**課題内容 A**
下の行のうち、「of the tall」を含む行から最後の行までの部分だけを、「dead」を「dry」に差し替え、ほかはそのままにして書き直してください。

===== 提示文章

どの分野にも世界共通語というものがあります。「科学論文は英語で書け」とかね。だからと言って、なぜわざわざ外国語で書かなければいけないのか。外国語で書いたら自分の言いたいことが100%言えるわけではないし、そもそも間違える可能性もある。科学は論理の世界だから、まだどうにかなるでしょう。しかし音楽は感覚に依るところが大きいので、間違えたらそこでオシマイです。

 

例えばtranquilloは私の手元の本には「静かに」と書かれています。

しかし日本語の「静か」には「音量小さめ」という意味もあれば「自分は普通に生活音を出しているが、周りに誰もいない」という意味もあるし「落ち着いている」とか「悟りの境地」とか「隠れて息を殺している」とか「遠くから虫の声が聞こえてくる」とか、色々あります。まぁ虫の声が静かだという感覚は欧米人には無いでしょうが…。(私の知り合いの外国人は、虫の声を聞くとイライラすると言っていましたw)

ちなみにtranquilloはイタリア語の辞書によると「落ち着いた・平穏・安心」という意味らしいです。ということは「息を殺すように弾いてくれ」と言いたくてtranquilloと書いてしまったら、きっと曲のイメージは正しく伝わらないのでしょう。

 

日本語にしか無い表現というのは沢山あります。逆に、外国語には存在するが日本語に訳せない表現も沢山ある。それぞれの言語の単語が1対1で完全に対応しているわけではありません。

「共通語で書かなければ誰も見てくれない」とは言いますが、日本語で書けば少なくとも日本人には正しく伝わる。間違ったイタリア語で書いたら、日本人にもイタリア人にも伝わりません。

 

昭和の時代、日本は優れた現代音楽の作曲家を輩出しました。しかしほとんどの人が日本語では書きませんでした。私はそれが口惜しい。

ちなみに石井真木氏は日・英・独を併記していたようです。私もこのような書き方が一番理想的だと思います。

 

蛇足ながら、私は昭和の作曲家達は奏法記号についても非常に勿体無いことをしたと思うのです。

==========
===== 課題用データ

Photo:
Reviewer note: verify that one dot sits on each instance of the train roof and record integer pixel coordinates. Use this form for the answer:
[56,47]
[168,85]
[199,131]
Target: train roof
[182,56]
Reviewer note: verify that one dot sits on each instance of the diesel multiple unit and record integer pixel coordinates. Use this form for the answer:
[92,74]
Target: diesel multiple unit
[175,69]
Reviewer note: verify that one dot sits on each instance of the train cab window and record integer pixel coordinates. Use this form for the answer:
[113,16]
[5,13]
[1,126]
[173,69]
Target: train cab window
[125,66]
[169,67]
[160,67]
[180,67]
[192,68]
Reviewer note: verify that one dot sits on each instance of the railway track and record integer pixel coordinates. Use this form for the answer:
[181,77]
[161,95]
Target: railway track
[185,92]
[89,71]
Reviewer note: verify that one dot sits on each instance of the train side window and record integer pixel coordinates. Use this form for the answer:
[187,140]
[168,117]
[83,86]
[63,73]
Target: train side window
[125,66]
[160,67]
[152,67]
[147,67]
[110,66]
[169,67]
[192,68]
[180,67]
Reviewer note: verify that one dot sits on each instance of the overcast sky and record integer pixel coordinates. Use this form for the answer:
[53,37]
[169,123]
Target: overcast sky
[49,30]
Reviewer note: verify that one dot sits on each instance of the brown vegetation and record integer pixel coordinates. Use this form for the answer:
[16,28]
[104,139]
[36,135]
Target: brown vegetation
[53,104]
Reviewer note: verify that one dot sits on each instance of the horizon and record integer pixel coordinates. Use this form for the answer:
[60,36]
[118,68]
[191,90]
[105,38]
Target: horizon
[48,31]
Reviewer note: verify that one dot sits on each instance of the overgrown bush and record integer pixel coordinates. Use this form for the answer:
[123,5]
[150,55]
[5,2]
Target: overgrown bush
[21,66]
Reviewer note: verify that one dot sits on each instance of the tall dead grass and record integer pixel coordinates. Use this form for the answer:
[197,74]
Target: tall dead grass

==========

**課題内容 B**
楽譜を書く言語についての文章にある「それぞれの言語の単語が1対1で完全に対応しているわけではありません。」という一文を英語に訳してください。

**課題への回答 A**
Reviewer note: verify that one dot sits on each instance of the tall dry grass and record integer pixel coordinates. Use this form for the answer:
[197,74]
Target: tall dry grass

**課題への回答 B**
The words of each language do not correspond to one another perfectly on a one-to-one basis.